*BRIEF A:* In the text passage on the Gold Digger trope, which play is said to have tried to convince audiences that women who marry older men are villainous schemers motivated by greed?

*TEXT PASSAGE:*
The trope of the Gold Digger is so famous that Kanye West capitalized on co-writing and recording an entire song about it in the early 2000s. However, the consequences of the pervasiveness of this idea are still very evident in contemporary culture like in the portrayal in the media of young female celebrities who have accused their male partners and/or colleagues of abuse (see: Amber Heard); in the popularity of the prenuptial agreement and the often stereotyped reasoning for obtaining one (“If you ain’t no punk holla we want prenup/ WE WANT PRENUP!/Yeah/ It’s something that you need to have/ ‘Cause when she leaves yo ass she gon’ leave with half”- ‘Gold Digger’, Kanye West 2005); and also in our now socially ingrained ideas regarding what we see as being acceptable motivations for getting married (i.e. we often label young women who marry older men as being disingenuous in their intentions because over the centuries plays like The Amorous Servant have tried to convince us that women who do this are villainous schemers solely motivated by greed; but we do not have the same pervasive concepts of men who do this or the older men who marry younger women). Of course this is not to denigrate prenuptial agreements, just to highlight that they are a contract agreed upon by two consenting parties rather than an assumption that any woman who wants to get married is bound to be in it to steal her husband’s money. To think of young women who marry older men as “being in it for the money”is still to ignore the complex socioculutural and political reasons why women may still find themselves in need of doing so. It is also to ignore the obvious dichotomy that an older men who marry younger women are “in it for the sex”.

*BRIEF B:* Pull out every line of the listing below that contains the string "concrete".

*SUPPLIED MATERIAL:*
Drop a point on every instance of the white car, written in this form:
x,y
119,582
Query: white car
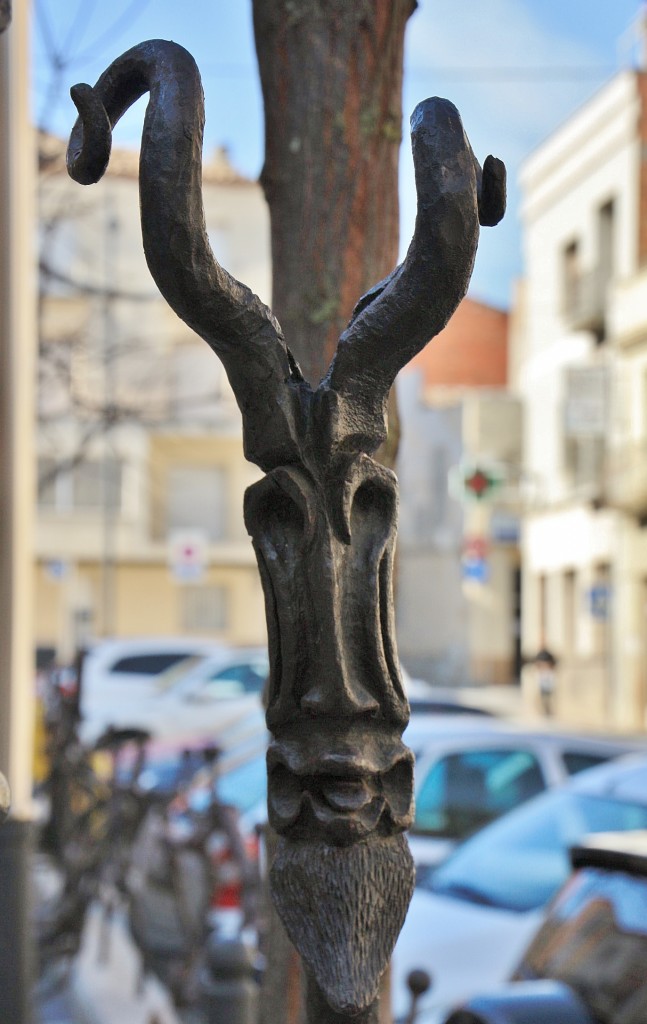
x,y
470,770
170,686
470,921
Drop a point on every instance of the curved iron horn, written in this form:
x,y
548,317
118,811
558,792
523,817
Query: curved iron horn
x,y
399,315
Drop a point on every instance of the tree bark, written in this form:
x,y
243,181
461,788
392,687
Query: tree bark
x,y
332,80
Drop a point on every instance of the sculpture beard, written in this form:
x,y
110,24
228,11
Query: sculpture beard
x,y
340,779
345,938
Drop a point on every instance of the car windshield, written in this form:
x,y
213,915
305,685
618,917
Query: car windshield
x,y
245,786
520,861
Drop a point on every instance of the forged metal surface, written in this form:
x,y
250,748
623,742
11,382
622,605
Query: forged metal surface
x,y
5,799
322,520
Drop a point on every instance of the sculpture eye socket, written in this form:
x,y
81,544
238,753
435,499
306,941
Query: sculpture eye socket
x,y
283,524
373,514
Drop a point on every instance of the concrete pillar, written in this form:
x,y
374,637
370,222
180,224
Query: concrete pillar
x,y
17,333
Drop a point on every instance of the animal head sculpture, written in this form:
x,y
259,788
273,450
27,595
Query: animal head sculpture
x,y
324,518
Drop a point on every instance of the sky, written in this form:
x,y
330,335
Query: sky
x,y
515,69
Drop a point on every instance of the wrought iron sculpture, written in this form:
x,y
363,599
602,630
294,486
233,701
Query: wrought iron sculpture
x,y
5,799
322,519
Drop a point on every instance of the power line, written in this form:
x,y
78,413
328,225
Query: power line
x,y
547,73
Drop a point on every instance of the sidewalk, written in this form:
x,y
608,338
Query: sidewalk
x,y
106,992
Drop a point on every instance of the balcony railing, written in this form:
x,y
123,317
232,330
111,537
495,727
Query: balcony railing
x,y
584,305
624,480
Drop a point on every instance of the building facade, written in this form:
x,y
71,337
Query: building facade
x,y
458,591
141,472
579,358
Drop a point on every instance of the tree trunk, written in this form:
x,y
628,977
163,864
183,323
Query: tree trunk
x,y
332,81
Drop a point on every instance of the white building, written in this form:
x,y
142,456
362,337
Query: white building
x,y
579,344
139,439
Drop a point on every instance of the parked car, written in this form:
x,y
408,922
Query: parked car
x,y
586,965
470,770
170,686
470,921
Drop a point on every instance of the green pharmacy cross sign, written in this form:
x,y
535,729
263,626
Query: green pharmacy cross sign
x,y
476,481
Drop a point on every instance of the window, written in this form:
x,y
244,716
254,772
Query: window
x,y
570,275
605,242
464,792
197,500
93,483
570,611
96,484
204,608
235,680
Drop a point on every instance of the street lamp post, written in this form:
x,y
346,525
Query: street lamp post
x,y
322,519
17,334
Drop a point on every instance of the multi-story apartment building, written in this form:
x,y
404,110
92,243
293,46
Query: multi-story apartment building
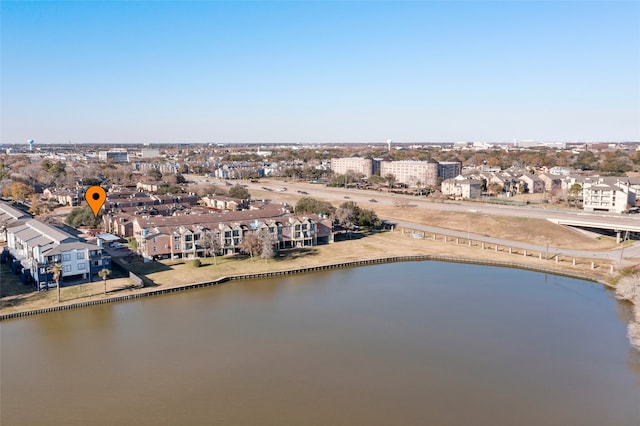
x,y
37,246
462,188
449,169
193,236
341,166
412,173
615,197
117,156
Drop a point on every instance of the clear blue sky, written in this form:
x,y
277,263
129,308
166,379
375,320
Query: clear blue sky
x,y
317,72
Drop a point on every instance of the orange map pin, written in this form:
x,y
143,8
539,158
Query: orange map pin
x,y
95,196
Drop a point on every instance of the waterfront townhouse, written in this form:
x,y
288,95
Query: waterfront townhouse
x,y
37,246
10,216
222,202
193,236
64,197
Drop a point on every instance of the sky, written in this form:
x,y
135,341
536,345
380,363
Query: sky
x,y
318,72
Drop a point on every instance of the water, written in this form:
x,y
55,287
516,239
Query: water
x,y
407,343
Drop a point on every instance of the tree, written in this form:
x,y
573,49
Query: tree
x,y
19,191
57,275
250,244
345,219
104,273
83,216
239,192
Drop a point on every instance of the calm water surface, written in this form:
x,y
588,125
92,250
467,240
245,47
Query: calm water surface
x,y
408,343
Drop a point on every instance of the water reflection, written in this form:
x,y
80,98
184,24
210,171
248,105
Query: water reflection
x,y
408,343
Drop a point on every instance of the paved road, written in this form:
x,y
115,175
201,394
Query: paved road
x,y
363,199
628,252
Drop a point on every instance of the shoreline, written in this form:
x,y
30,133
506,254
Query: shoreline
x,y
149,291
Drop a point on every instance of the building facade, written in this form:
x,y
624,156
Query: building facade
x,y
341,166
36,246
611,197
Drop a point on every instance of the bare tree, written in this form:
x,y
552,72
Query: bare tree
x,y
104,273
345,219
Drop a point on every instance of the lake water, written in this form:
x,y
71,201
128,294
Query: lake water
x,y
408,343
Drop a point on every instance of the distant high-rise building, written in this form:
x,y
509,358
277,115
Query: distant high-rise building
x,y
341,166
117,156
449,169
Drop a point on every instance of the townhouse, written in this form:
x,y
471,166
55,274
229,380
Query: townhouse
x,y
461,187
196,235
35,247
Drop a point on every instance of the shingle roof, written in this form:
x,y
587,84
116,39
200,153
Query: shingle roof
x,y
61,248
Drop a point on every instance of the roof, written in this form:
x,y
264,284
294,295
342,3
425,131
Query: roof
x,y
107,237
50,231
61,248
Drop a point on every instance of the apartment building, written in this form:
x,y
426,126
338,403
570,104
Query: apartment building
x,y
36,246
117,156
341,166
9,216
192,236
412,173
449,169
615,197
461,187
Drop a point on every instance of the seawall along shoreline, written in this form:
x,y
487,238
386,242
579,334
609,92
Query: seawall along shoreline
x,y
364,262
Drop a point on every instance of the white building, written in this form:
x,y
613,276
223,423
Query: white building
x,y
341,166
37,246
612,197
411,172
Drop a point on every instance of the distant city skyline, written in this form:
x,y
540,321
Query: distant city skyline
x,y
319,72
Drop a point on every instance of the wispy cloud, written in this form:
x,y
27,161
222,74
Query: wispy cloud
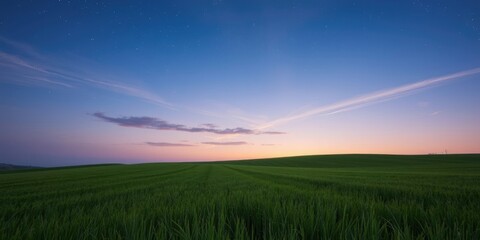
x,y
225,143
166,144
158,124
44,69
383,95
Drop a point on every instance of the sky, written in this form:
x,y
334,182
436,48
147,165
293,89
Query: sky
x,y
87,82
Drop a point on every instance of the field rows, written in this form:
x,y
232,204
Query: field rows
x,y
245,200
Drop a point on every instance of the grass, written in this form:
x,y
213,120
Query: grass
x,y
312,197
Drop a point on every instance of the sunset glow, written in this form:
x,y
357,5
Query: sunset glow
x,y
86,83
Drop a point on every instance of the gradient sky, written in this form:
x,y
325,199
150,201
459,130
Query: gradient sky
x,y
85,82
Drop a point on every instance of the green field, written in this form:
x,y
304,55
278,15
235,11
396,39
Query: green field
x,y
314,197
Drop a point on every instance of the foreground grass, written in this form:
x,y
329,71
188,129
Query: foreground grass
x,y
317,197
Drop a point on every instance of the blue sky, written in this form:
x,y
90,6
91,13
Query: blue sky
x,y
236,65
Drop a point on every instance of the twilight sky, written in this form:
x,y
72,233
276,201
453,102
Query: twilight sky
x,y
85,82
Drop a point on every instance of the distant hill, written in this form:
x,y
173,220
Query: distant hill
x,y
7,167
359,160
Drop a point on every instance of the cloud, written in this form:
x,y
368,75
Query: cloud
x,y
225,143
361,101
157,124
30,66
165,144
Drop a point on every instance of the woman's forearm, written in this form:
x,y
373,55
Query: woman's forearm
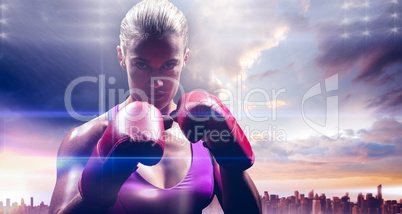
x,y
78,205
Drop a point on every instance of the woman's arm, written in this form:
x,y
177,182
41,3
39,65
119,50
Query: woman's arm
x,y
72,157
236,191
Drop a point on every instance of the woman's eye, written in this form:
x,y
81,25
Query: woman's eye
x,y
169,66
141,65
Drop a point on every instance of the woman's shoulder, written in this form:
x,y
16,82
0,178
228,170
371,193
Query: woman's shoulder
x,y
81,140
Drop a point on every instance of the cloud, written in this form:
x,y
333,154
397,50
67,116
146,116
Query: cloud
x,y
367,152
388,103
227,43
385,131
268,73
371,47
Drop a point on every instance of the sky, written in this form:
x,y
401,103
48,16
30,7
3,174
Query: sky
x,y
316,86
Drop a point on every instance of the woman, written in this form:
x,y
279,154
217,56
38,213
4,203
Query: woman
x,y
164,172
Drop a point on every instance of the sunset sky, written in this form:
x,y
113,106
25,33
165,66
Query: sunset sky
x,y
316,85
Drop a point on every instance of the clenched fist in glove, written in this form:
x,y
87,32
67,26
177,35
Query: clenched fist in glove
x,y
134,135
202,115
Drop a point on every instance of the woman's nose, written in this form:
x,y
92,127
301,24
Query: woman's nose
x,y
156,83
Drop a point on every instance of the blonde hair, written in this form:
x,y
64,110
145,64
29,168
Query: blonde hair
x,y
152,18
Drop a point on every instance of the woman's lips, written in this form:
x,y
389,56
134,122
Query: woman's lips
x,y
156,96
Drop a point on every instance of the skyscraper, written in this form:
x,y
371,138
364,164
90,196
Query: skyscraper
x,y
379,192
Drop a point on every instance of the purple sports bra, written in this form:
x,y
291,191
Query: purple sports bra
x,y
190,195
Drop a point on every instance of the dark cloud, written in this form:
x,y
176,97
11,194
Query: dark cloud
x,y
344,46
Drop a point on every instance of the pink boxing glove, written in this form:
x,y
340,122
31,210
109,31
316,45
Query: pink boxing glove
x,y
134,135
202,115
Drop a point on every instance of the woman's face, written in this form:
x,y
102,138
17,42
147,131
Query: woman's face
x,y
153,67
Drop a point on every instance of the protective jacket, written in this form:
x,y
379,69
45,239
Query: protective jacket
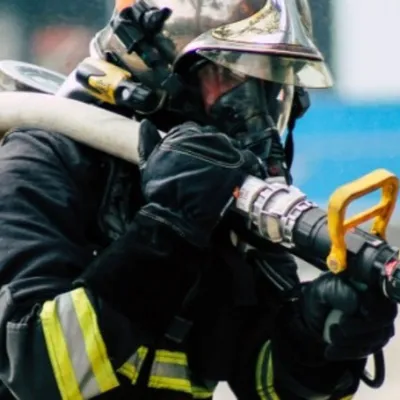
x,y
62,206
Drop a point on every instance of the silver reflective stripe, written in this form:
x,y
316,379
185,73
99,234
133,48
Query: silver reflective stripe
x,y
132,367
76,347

*WRITTEN SOLUTION A:* The Amorous Servant

*WRITTEN SOLUTION B:*
Drop a point on every instance of the concrete pillar, written in this form:
Query: concrete pillar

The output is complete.